YOUR TASK:
Rewrite the rows from the line containing "Target: handwriting on yellow card" through the end of the rows, replacing "dot" with "mark" and leaving everything else unchanged.

TASK DATA:
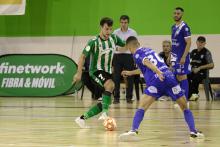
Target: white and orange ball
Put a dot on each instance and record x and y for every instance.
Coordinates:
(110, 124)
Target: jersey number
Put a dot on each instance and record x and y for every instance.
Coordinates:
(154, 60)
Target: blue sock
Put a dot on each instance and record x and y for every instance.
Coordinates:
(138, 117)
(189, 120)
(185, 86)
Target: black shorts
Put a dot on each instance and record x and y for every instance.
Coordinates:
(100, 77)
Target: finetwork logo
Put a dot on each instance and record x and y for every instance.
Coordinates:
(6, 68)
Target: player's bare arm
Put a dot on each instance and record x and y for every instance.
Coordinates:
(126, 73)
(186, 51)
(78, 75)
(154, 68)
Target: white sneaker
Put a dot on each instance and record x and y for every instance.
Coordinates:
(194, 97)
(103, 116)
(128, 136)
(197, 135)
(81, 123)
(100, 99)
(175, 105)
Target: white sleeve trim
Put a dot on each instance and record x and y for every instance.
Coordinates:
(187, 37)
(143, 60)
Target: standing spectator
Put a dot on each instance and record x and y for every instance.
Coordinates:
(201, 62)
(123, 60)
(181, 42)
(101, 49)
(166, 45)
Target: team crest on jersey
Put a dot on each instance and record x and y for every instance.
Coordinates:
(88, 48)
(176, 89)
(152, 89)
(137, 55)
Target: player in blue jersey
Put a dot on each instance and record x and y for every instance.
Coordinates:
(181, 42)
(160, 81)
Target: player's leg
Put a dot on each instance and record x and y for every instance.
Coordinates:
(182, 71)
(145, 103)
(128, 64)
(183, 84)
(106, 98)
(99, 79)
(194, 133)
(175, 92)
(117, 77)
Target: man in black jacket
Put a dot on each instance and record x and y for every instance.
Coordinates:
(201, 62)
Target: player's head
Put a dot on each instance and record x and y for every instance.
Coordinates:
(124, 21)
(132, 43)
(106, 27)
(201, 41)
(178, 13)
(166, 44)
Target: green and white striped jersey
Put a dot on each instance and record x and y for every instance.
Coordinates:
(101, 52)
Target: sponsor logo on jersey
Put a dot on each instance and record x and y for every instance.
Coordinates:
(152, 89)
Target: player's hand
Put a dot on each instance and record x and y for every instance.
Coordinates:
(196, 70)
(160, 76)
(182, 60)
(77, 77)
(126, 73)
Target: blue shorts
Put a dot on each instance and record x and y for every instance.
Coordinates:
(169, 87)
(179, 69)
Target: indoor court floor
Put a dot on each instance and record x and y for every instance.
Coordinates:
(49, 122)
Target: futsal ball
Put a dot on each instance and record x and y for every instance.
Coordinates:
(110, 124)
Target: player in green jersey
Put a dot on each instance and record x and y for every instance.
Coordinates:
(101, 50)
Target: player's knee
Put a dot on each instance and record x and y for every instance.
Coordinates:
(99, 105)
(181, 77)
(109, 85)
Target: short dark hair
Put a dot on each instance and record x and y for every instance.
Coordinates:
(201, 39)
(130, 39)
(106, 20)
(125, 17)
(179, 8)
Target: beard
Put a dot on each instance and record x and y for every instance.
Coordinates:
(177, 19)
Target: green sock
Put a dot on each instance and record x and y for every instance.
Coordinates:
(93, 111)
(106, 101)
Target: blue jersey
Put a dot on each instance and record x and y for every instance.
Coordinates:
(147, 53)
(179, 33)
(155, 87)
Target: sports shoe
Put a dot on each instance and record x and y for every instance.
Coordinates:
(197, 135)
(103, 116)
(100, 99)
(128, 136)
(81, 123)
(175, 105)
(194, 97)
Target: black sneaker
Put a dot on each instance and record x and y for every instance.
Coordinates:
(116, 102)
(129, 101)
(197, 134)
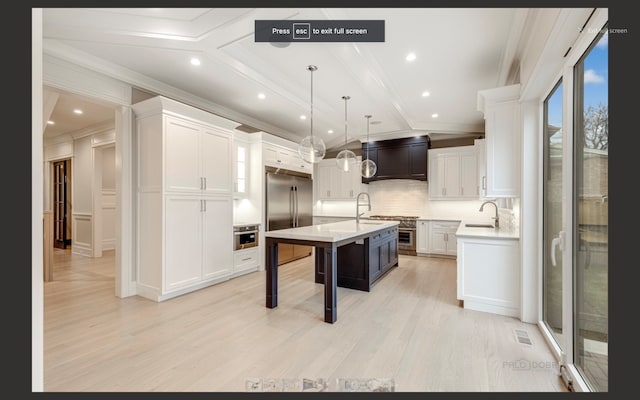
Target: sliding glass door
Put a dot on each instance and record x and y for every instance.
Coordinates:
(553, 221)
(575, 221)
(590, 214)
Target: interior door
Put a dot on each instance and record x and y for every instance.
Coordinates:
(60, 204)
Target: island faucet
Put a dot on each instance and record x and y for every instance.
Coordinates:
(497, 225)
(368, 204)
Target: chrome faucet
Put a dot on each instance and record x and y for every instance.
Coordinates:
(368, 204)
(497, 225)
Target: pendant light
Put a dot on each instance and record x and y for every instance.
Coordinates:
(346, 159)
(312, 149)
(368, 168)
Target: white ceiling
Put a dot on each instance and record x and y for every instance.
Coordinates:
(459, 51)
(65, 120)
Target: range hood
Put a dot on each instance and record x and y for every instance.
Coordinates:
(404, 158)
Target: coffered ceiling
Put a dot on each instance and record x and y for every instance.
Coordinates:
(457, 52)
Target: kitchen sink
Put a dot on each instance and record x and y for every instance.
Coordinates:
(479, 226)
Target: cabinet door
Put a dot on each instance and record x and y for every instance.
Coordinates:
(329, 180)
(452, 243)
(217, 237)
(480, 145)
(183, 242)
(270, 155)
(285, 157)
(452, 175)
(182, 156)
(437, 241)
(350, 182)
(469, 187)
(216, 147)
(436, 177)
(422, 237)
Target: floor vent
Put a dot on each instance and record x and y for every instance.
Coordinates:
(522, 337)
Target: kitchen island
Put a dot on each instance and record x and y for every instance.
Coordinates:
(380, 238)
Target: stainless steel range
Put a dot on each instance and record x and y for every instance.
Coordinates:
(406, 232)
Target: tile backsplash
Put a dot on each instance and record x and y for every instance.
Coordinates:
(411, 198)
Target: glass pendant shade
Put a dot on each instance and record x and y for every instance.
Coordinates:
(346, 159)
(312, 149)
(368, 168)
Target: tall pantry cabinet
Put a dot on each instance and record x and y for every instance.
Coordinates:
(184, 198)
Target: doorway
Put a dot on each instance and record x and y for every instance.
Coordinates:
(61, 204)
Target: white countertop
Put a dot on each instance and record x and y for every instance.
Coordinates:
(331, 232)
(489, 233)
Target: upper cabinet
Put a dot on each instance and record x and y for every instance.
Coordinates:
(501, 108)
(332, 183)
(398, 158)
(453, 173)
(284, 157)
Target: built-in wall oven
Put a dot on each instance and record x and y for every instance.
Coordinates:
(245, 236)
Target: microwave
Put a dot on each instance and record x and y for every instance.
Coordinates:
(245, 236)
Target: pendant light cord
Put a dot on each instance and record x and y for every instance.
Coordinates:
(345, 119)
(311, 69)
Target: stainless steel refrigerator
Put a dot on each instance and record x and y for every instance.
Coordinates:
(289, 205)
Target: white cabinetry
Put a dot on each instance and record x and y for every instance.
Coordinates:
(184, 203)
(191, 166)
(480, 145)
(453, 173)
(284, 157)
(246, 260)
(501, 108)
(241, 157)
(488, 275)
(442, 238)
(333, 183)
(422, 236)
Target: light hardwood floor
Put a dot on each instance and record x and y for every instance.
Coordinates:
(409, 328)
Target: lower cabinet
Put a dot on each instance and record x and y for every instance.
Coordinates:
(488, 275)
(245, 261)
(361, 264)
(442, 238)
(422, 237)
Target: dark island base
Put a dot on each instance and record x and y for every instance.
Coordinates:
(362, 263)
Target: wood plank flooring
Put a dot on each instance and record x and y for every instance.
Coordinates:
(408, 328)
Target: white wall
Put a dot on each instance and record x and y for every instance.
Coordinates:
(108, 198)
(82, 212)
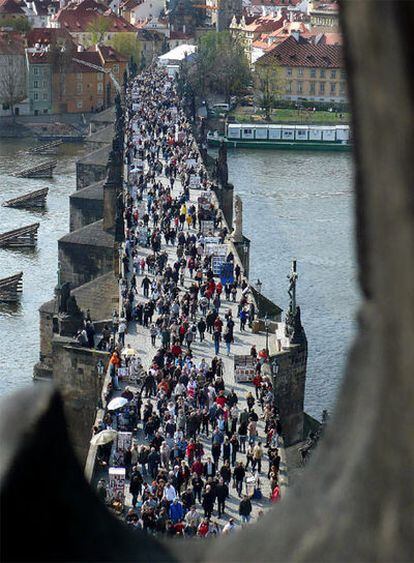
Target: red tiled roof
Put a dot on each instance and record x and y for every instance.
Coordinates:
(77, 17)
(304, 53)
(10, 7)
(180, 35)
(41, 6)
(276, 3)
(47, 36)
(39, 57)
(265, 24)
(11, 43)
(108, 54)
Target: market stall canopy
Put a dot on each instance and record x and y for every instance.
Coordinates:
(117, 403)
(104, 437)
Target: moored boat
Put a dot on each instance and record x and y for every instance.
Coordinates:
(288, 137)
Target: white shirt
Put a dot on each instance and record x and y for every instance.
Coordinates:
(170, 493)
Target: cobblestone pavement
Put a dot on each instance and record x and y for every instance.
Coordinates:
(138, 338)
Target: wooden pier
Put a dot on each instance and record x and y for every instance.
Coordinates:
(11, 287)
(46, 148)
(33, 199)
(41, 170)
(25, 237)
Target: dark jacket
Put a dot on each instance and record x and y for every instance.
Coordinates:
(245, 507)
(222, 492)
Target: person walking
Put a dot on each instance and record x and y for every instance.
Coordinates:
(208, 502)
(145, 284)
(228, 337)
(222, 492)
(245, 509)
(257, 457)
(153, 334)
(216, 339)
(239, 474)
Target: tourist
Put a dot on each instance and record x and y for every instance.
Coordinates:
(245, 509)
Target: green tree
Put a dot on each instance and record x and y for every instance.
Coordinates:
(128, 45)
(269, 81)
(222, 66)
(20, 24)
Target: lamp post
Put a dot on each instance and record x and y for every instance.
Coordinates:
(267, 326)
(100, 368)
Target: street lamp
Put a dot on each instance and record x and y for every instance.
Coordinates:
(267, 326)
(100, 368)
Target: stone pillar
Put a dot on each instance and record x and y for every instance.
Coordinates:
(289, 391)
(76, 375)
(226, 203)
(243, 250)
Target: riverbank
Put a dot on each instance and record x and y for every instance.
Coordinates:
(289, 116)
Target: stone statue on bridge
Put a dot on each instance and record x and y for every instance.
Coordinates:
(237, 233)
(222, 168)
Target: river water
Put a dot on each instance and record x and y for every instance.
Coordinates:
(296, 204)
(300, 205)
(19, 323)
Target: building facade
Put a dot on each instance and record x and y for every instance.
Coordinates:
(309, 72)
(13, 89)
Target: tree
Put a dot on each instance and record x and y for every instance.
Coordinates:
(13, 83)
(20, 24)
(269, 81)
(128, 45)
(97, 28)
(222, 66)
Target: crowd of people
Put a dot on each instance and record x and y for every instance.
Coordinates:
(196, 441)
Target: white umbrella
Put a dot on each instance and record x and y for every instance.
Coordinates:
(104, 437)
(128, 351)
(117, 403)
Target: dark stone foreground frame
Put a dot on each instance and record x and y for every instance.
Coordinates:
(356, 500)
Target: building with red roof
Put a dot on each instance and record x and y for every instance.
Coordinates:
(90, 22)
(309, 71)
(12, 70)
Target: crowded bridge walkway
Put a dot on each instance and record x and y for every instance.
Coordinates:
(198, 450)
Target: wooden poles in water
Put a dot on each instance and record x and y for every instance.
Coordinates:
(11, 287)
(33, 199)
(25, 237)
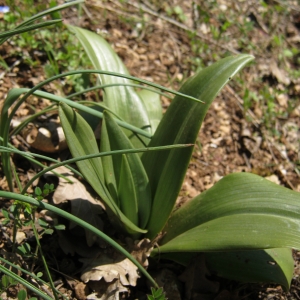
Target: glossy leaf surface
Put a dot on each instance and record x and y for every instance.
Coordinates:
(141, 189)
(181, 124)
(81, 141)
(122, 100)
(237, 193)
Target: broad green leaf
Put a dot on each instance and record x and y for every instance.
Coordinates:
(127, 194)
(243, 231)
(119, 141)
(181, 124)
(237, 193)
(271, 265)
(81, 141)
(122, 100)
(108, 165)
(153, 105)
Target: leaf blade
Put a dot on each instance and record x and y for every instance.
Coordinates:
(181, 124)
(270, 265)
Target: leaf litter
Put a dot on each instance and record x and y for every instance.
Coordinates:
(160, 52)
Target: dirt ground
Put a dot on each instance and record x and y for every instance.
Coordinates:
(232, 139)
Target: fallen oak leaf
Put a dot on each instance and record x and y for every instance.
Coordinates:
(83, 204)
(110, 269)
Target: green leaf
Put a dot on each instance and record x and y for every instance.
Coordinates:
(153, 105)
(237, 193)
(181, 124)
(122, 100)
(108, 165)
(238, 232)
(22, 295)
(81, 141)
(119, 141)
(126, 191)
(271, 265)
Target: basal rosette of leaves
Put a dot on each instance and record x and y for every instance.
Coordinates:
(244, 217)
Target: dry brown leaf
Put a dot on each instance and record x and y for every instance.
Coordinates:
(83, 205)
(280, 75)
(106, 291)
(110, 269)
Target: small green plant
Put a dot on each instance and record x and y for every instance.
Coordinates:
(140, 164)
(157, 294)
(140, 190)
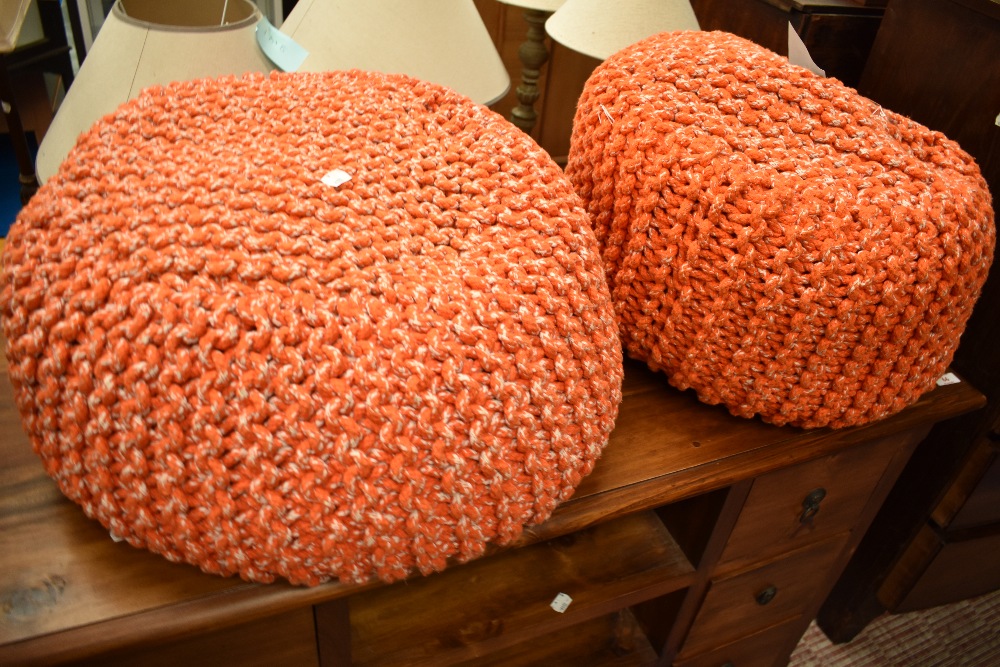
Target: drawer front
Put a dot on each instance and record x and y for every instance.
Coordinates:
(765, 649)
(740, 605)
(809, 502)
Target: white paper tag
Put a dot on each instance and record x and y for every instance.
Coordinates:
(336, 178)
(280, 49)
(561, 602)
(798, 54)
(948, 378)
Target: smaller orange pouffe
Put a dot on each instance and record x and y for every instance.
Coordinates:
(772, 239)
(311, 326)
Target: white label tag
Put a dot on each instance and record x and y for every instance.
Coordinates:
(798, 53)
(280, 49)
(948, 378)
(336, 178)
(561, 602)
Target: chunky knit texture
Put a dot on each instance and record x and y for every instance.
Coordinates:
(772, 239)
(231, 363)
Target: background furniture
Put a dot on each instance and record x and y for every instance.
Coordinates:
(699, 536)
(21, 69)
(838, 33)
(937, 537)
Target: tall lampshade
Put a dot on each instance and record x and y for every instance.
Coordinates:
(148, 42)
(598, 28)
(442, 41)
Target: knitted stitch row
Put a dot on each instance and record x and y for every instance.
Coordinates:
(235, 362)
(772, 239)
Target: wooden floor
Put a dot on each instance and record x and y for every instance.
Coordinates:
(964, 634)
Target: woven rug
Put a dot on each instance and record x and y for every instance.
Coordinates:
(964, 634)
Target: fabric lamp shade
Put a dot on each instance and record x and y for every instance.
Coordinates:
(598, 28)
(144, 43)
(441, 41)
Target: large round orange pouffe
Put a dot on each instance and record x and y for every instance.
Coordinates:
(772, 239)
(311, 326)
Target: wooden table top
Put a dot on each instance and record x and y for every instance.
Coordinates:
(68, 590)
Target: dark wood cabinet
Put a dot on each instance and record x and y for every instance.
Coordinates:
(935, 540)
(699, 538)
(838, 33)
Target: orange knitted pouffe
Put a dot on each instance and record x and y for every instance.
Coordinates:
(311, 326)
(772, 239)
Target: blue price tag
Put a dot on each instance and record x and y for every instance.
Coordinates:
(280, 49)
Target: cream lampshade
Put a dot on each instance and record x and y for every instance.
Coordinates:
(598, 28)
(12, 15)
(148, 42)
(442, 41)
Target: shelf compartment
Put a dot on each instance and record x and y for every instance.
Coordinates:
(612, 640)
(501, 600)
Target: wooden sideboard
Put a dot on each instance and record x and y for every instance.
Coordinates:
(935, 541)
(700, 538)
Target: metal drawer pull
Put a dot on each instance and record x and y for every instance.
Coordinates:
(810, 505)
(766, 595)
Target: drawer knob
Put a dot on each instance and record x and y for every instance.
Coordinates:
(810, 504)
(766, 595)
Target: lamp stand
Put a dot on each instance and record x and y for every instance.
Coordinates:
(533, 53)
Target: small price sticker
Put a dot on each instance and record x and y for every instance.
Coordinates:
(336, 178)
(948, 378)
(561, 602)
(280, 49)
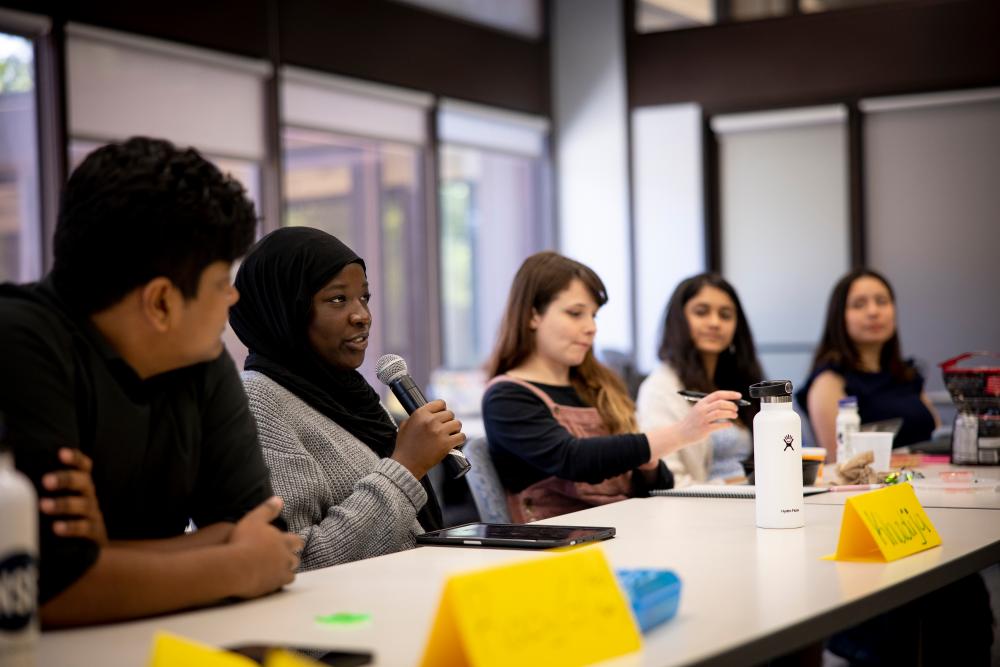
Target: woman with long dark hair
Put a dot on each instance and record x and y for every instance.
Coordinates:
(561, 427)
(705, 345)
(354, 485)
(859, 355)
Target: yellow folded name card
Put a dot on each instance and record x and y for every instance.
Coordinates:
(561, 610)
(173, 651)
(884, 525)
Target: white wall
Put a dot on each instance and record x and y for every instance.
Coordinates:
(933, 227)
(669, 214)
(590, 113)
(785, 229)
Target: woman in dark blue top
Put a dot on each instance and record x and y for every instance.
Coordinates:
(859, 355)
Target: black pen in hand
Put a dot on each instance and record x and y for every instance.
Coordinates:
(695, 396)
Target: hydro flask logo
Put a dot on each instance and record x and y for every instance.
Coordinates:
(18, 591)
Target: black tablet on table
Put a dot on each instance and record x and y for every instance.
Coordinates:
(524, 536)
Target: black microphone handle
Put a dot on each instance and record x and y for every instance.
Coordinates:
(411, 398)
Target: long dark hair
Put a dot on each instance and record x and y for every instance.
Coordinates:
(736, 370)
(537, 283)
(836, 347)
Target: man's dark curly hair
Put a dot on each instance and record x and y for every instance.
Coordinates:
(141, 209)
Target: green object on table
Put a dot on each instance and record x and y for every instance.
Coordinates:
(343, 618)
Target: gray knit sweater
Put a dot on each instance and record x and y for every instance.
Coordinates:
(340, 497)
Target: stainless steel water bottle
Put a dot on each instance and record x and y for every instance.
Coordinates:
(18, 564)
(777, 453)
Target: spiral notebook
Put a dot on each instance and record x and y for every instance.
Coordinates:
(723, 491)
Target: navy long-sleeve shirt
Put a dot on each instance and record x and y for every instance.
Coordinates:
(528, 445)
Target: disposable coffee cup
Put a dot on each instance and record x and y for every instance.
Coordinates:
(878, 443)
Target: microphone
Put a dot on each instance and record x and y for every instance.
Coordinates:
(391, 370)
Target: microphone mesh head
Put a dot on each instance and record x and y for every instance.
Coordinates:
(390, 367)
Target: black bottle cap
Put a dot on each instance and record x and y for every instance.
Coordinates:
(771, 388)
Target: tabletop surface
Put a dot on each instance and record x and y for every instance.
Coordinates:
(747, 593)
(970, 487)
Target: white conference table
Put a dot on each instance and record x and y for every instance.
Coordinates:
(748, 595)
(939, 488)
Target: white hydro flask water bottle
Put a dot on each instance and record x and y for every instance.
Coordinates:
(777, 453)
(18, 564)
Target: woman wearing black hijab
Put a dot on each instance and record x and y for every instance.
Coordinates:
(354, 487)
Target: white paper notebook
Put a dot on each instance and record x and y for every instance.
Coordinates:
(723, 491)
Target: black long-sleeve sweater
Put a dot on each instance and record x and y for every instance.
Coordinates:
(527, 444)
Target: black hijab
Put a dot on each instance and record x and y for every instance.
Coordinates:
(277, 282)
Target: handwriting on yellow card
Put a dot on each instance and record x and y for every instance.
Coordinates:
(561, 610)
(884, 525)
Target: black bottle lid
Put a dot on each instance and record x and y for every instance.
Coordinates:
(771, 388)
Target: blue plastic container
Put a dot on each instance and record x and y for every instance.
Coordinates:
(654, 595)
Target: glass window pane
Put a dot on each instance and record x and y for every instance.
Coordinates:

ANSWER:
Target: handwriting on yellow card
Put a mark on each instance and record x and y for every instance.
Coordinates:
(561, 610)
(884, 525)
Target: black bottle lid
Put a mark on each instance and record x and y for every instance.
Coordinates:
(771, 388)
Target: blue plastic container
Put a mark on each instance and record x and y for every instance.
Coordinates:
(654, 595)
Target: glass window pane
Put a mark on each instance and record x and y for every instance.
Coordinates:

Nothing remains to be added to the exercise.